ASSIGNED TASK
All the data below needs to be retyped exactly as shown.

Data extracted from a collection

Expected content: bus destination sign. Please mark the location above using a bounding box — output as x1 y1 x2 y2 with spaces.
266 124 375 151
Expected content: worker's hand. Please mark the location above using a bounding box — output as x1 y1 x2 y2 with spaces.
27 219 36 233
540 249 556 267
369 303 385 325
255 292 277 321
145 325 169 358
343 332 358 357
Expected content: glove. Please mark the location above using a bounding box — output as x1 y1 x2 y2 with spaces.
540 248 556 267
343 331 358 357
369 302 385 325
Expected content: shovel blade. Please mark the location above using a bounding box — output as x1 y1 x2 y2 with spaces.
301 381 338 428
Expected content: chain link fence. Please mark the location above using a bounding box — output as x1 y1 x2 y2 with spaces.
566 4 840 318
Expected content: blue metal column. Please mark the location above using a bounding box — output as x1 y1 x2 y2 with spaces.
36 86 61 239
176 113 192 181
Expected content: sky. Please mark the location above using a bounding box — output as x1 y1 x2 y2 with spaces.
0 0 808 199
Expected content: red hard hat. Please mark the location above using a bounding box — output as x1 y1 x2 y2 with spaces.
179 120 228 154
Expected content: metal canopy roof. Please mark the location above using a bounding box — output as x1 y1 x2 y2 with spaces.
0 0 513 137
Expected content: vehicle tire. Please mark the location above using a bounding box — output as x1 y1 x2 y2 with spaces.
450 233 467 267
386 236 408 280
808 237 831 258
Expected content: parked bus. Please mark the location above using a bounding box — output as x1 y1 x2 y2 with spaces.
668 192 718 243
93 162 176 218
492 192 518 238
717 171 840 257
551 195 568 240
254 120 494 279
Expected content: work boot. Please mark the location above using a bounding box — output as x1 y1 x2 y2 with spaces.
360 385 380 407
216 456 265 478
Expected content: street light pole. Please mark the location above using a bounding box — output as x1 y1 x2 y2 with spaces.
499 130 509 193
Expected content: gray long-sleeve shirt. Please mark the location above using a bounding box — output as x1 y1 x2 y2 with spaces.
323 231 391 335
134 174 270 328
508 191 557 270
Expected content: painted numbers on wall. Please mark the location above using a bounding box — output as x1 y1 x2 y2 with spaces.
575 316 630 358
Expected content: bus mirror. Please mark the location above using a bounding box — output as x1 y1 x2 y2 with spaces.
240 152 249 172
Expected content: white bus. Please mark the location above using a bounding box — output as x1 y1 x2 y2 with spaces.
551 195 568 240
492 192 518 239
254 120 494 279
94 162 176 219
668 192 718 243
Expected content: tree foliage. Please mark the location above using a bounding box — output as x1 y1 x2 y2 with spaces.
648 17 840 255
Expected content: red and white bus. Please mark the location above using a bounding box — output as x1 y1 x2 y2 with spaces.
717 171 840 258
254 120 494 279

TASK OUTPUT
Expected content: bus destination sign. Please mark the location above using a bounding box — output as x1 y1 x2 y2 with spaces.
266 124 375 151
Expected content: worker's hand. Please mark the location above using a bounding box — output as x1 y1 x2 y2 with spaces.
27 219 36 233
540 249 556 267
369 303 385 325
255 292 277 321
145 325 169 358
343 332 358 357
Expected content: glove. Please mark the location above using a bounding box — output as x1 y1 x2 y2 with spaces.
540 248 556 267
343 331 358 357
369 302 385 325
Expected content: shovel blade. Please mark the location above using a bounding box — output as x1 y1 x2 y2 with spaces.
301 381 338 428
Expected content: chain link fence. Please mark the location above using a bounding box — output as x1 y1 x2 y2 with spaces.
566 4 840 318
Expected content: blue metal column. Please mark the location above using a bounding box — output as x1 y1 x2 y2 with spaces.
36 86 61 239
176 113 192 181
Expected content: sky. Please mark the location above using a bounding box — output as x1 y1 x2 y2 with spaces.
0 0 808 199
Expected content: red hard hat. Please mark the location above using a bounding box — output as x1 y1 x2 y2 with spaces.
179 120 228 154
Expected content: metal canopy roof. Please mark the location above using a bounding box — output as x1 y1 x2 y2 with spaces.
0 0 513 137
Expected content: vehicle tire. Please mark the location above using a bounding box — output as x1 y1 x2 y2 with spaces.
450 233 467 267
386 236 408 280
808 237 831 258
Expected content: parked bus. Please mark the location above using a bounding box — output as x1 y1 x2 y2 with spaces.
668 192 718 243
93 162 176 218
492 192 518 238
717 171 840 257
551 195 568 240
254 120 494 279
Expected content: work boot. Please mark the location above using a bounding box — output as x1 y1 x2 y2 with spaces.
360 385 380 407
216 456 265 478
Expected content: street light pole. Please mark the location above using a bounding box — output as x1 y1 x2 y2 with spaces.
499 130 509 193
Expected content: gray long-sleeve shirt. Please mark the location above using a bounding box — output as x1 y1 x2 y2 with spaces.
323 231 391 335
134 174 270 328
508 191 557 270
Expected content: painted numbers on wall. Please mark the location above using a bounding box — output as x1 y1 x2 y2 with spaces.
575 316 630 358
Expected content: bus mirror. Please mark the location above using a bounding box — output as x1 y1 x2 y2 with spaces.
240 152 249 172
Expected content: white bus. Please mark the location above using a bounding box — output as x1 y1 x2 y2 with spaces.
551 195 568 240
492 192 518 239
254 120 494 279
94 162 176 219
668 192 718 243
Expected content: tree foliage. Please mark the location above using a bounding box — output as x1 y1 x2 y2 with spaces.
648 17 840 255
Expected content: red and white bus. Please mark the location above using a bounding box — output as x1 y1 x2 y2 with spaces.
717 171 840 258
254 120 494 279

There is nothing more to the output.